DOCUMENT SECTION:
◇ ◇ ◇ ◇

= Alun Huw Davies =

Welsh vascular diseases researcher (born 1960)

Alun Huw Davies (born 16 January 1960) MA, DM, DSc, FRCS, FHEA, FEBVS, FLSW, FACPh, FMedSci, is a Welsh professor of vascular surgery at the Imperial College London and Imperial College Healthcare NHS Trust and former President of Sections at Royal Society of Medicine.

==Early life and career==
Alun Huw Davies was born in 1960 in Swansea, Wales to Stanley Charles and Vera Davies. Secondary education at Bishop Gore School, Swansea. In 1981 he obtained his Bachelor of Science degree from the University of Cambridge (Emmanuel College) and four years later got his Master of Arts degree from the same place. A year prior to it he also obtained Bachelor of Medicine degree from University of Oxford (Magdalen College) and in 1993 got both Master of Arts and Doctor of Medicine degrees from the same place. Besides those alma maters Alun also attended University of Bristol, University of Plymouth and Harvard University. Since 1994 he works at the Charing Cross Hospital. Alun Davies is a member of various organizations including the American College of Phlebology, the European Society of Vascular Surgery, the Vascular Surgical Society, the Vascular Society for Great Britain and Ireland and the Association of Surgeons of Great Britain and Ireland. He is a Senior investigator at the National Institute for Health Research (NIHR), an Emeritus Fellow of the Australasian College of Phlebology and is a director of both the European College of Phlebology and Imperial College Private Healthcare. He was elected to the Fellowship of the Learned Society Of Wales in 2020 and Fellow of the Academy of Medical Science in 2024.

◇ ◇ ◇ ◇

THINGS TO DO:
a. Translate this sentence from the Alun Huw Davies biography into Spanish: "Alun Huw Davies was born in 1960 in Swansea, Wales to Stanley Charles and Vera Davies."
b. Pick up the Alun Huw Davies biography after its last sentence and write one more paragraph in the same style.
The listing has no connection to the Alun Huw Davies biography.

◇ ◇ ◇ ◇

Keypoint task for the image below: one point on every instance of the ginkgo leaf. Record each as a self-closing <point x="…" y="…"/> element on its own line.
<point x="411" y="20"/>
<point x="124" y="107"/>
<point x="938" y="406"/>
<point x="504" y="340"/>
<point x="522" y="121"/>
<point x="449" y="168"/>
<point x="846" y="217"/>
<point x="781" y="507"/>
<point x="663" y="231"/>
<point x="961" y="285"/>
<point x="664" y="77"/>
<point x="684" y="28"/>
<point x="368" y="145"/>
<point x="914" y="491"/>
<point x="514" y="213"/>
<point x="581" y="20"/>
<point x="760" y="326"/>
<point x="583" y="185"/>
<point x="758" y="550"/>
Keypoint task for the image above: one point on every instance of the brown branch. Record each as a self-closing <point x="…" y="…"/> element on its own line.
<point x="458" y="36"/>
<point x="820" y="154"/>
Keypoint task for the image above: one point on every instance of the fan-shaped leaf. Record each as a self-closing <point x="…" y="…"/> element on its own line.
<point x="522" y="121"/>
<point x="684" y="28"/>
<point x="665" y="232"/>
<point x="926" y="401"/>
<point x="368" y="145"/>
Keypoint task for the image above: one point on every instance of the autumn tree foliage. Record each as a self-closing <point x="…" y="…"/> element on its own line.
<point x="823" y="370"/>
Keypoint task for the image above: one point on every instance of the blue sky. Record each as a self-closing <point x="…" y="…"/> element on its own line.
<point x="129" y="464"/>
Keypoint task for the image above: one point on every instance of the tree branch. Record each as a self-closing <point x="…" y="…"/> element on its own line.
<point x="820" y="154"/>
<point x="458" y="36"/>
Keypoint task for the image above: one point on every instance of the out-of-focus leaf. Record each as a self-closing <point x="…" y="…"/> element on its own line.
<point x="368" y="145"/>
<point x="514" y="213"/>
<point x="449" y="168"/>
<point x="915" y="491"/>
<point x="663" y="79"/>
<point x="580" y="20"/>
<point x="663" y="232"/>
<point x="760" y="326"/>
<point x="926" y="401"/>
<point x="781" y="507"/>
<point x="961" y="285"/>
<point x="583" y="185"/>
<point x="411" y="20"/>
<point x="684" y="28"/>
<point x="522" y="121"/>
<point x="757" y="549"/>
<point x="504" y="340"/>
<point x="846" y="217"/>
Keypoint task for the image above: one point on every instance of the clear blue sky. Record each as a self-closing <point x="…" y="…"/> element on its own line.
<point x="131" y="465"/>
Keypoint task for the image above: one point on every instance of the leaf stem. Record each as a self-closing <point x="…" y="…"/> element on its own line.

◇ ◇ ◇ ◇

ANSWERS TO THE TASKS:
a. Alun Huw Davies nació en 1960 en Swansea, Gales, hijo de Stanley Charles y Vera Davies.

b.
He is an editor of Phlebology Venous News and a contributor to the Vascular Surgery: Principles and Practice which was released in 2014. He has been the President of the surgical section and Venous forum at the RSM. He is currently president of the European College of Phlebology. He also wrote 2 chapters for the Thrombosis and Embolism: from Research to Clinical Practice. He has written over 600 peer reviewed articles mainly on Vascular disease.